[start ENTRIES PROVIDED]
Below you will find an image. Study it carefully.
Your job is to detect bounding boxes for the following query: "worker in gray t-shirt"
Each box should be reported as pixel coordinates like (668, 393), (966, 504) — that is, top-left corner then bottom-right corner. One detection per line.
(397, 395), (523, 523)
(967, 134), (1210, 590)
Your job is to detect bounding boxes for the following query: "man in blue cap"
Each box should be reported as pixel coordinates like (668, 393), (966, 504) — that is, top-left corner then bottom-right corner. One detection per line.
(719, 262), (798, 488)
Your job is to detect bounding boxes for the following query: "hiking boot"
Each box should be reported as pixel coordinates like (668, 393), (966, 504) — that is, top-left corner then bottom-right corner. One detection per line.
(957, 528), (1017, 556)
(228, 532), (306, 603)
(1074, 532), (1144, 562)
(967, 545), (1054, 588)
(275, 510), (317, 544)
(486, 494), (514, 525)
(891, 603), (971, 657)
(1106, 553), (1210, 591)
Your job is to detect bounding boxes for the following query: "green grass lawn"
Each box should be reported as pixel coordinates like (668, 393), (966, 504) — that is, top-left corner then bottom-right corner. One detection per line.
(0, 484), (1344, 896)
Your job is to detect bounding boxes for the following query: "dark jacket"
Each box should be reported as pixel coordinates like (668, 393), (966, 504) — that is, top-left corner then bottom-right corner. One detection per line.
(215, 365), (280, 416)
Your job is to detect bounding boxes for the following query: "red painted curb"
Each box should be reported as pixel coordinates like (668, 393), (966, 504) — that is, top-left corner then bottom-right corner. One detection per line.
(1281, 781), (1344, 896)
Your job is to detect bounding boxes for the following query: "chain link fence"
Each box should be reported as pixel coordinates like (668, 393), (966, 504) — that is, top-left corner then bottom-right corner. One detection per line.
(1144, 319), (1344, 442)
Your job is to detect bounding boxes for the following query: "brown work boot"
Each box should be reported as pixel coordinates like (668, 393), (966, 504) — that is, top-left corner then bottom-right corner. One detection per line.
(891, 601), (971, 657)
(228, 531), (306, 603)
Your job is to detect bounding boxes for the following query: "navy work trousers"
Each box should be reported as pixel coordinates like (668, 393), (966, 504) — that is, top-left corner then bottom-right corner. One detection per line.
[end ENTRIES PROVIDED]
_EXERCISE_
Copy out the items above word for word, starting from their first line and ending with the line that contains "(967, 134), (1210, 590)", both ends included.

_SOLVED EXERCISE_
Below you will find an image. Study it carefully.
Your job is to detect bounding boxes for the following query: "worker in gray t-shirt"
Each box should be reported as pixel coordinates like (668, 393), (966, 504) — that is, top-left corner then bottom-right corner. One detection per line.
(397, 395), (523, 523)
(967, 134), (1210, 590)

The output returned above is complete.